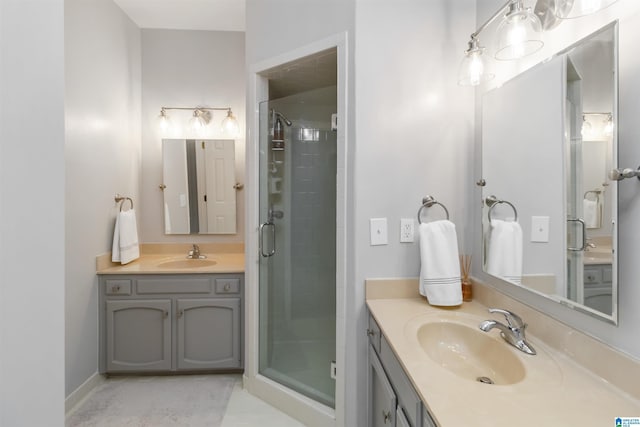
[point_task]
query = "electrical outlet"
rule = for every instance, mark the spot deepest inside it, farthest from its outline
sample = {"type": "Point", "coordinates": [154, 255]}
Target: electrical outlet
{"type": "Point", "coordinates": [378, 229]}
{"type": "Point", "coordinates": [406, 230]}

YOUR GOAL:
Output nothing but the entries above, exactly, once the pictures are removed.

EXERCISE OUTPUT:
[point_task]
query = "electrical outlet"
rule = for every instance, mark the spot deepest inside it, farthest from its outline
sample = {"type": "Point", "coordinates": [154, 255]}
Target: electrical outlet
{"type": "Point", "coordinates": [378, 229]}
{"type": "Point", "coordinates": [406, 230]}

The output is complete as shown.